→ **Document**
────────

You are viewing a plain text version of this content. The canonical link for it is here.

Posted to dev@hama.apache.org by "Edward J. Yoon" <ed...@apache.org> on 2012/12/07 02:27:57 UTC

Task Priorities

Hello all,

I think large data processing capability is more important than fault
tolerance at the moment.

Here's my few thoughts.

1. We have to fix partitioning issue (most related with graph).

2. According to my experiences, Avro RPC implementation is unstable
and requires huge resources.  I'd like to just remove if nobody
maintain this implementation.

Additionally, we should focus more on memory efficiency and fast
parallel algorithms, not disk-based.

-- 
Best Regards, Edward J. Yoon
@eddieyoon

Re: Task Priorities

Posted by "Edward J. Yoon" <ed...@apache.org>.

P.S., Additionally, we should focus more on memory efficiency and fast
parallel algorithms, not disk-based.

What I was meaning is, parallel algorithms (examples).

On Sat, Dec 8, 2012 at 9:26 PM, Edward J. Yoon <ed...@apache.org> wrote:
> 'GraphJobRunner' BSP program already showed why disk-queue is
> important. The user always could be faced with memory issues.
>
> But, I'm talking about our task's priority. High performance computers
> and its parts are cheap and getting cheaper. And, I'm sure the
> message-passing and In-memory technologies are receiving attention as
> a near-future trend.
>
> In my case, the memory is 40GB per node. I want to confirm whether
> Hama is good candidate (ASAP). Hama can't processing large data but
> Hama team is currently working on YARN, FT, and Disk-queue.
>
> On Sat, Dec 8, 2012 at 6:28 PM, Thomas Jungblut
> <th...@gmail.com> wrote:
>> Yes that's nothing new, my rule of thumb is 10x the input size.
>> Which is bad, but the scalability must be done on multiple levels.
>> Spilling the graph to disk is just one part, because it consumes at least
>> the half of the memory for really sparse graphs.
>> The other is messaging, removing the bundling and the compression will not
>> save you much space.
>> We are writing messages to disk in fault tolerance anyways, so why not
>> directly writing it and then bundle/compress stuff on the fly while sending
>> (e.g. in 32m chunks)?
>>
>> 2012/12/8 Edward J. Yoon <ed...@apache.org>
>>
>>> Task is created per input split, and input splits are created one per
>>> block of each input file by default. If block size is 60~200 MB, 1 ~
>>> 3GB memory per task is enough.
>>>
>>> Yeah, there's still a queueing/messaging scalability issue as you
>>> know. However, according to my experiences, message bundler and
>>> compressor are mainly responsible for poor scalability and consumes
>>> huge memory. This is more urgent than "queue".
>>>
>>> On Sat, Dec 8, 2012 at 2:05 AM, Thomas Jungblut
>>> <th...@gmail.com> wrote:
>>> >>
>>> >>  not disk-based.
>>> >
>>> >
>>> > So how do you want to archieve scalability without that?
>>> > In order to process tasks independend of each other (not in parallel, but
>>> > e.g. in small mini batches), you have to save the state. RAM is limited
>>> and
>>> > can't store huge states (persistent in case of crashes).

────────

→ **Data excerpt**
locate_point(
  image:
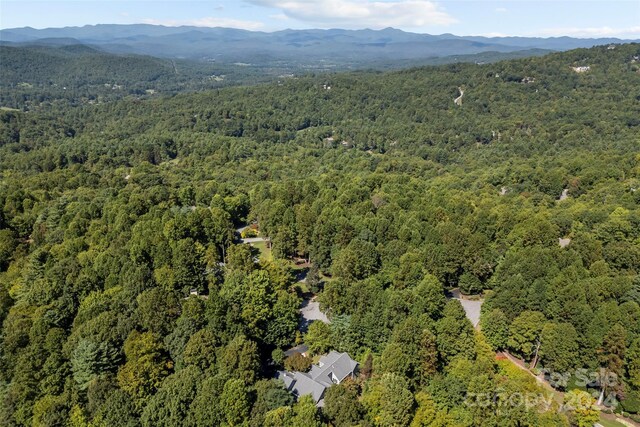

────────

→ **Exercise goal**
Print the mailing-list thread from "Posted to dev@hama.apache.org" up to and including "related with graph).", copying it word for word. The listing plays no part in this work.

→ **Exercise result**
Posted to dev@hama.apache.org by "Edward J. Yoon" <ed...@apache.org> on 2012/12/07 02:27:57 UTC

Task Priorities

Hello all,

I think large data processing capability is more important than fault
tolerance at the moment.

Here's my few thoughts.

1. We have to fix partitioning issue (most related with graph).